=== SELECTED EXTRACT ===

Segment Open

Tel.: +1-416-535 8501 ext. 36098
Fax: +1-416-595 6899
Source of Funding: This study was supported by the Institute for Clinical Evaluative Sciences (ICES), which is funded by an annual grant from the Ontario Ministry of Health and Long-Term Care (MOHLTC). The opinions, results and conclusions reported in this paper are those of the authors and are independent from the funding sources. No endorsement by the ICES or the Ontario MOHLTC is intended or should be inferred. Parts of this material are based on data and information compiled and provided by the Canadian Institute for Health Information (CIHI). However, the analyses, conclusions, opinions, and statements expressed herein are those of the authors, and not necessarily those of CIHI.
Background: Chronic psychotic disorders are severe and disabling mental disorders associated with poor psychiatric and medical outcomes. These disorders are considered one of the most costly mental disorders due young age at onset and the need for intensive health care over the life course.
Aims of the Study: The purpose of this study was to estimate the direct health care costs of chronic psychotic disorders in Ontario in 2012 from the perspective of the third-party payer (i.e., the ministry of health), using a prevalence-based cost-of-illness approach.

Segment Closed

Records excerpted from a collection
Segment Open

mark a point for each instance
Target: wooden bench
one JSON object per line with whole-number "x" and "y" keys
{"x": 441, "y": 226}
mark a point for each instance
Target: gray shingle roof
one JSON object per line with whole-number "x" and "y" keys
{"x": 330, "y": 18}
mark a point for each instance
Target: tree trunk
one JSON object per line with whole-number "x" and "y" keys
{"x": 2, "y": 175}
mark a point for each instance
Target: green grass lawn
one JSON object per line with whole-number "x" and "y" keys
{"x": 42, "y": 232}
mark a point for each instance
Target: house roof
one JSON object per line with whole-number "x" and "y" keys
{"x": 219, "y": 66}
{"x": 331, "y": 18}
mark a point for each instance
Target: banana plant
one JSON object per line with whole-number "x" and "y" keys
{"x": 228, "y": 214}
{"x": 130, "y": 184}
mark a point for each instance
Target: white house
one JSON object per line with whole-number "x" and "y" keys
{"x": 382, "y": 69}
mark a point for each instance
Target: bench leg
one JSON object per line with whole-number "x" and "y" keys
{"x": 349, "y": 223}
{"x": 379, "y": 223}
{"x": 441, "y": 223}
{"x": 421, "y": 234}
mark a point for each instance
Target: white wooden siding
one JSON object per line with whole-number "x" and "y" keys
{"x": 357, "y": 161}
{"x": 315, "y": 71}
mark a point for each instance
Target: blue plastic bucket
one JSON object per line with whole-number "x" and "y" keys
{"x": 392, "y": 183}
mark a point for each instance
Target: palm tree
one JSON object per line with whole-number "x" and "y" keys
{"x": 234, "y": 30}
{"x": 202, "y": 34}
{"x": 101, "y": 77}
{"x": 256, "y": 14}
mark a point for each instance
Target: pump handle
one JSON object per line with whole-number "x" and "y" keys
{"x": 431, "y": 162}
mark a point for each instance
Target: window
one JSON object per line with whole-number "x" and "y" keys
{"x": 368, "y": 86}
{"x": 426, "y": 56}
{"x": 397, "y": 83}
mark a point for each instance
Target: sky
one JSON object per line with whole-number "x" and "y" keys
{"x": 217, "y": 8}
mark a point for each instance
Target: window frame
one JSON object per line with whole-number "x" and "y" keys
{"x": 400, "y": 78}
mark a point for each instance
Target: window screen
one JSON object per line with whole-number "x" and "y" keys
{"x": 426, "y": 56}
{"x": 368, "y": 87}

Segment Closed

=== PROBLEMS TO SOLVE ===
- A) List each organization in the study excerpt that is given an abbreviation in parentheses, along with that abbreviation.
- B) Reproduce the study excerpt starting at "Tel.: +1-416-535 8501" and ending at "those of CIHI.".

=== ANSWERS BY TASK ===
- A)
- Institute for Clinical Evaluative Sciences (ICES)
- Ontario Ministry of Health and Long-Term Care (MOHLTC)
- Canadian Institute for Health Information (CIHI)

- B)
Tel.: +1-416-535 8501 ext. 36098
Fax: +1-416-595 6899
Source of Funding: This study was supported by the Institute for Clinical Evaluative Sciences (ICES), which is funded by an annual grant from the Ontario Ministry of Health and Long-Term Care (MOHLTC). The opinions, results and conclusions reported in this paper are those of the authors and are independent from the funding sources. No endorsement by the ICES or the Ontario MOHLTC is intended or should be inferred. Parts of this material are based on data and information compiled and provided by the Canadian Institute for Health Information (CIHI). However, the analyses, conclusions, opinions, and statements expressed herein are those of the authors, and not necessarily those of CIHI.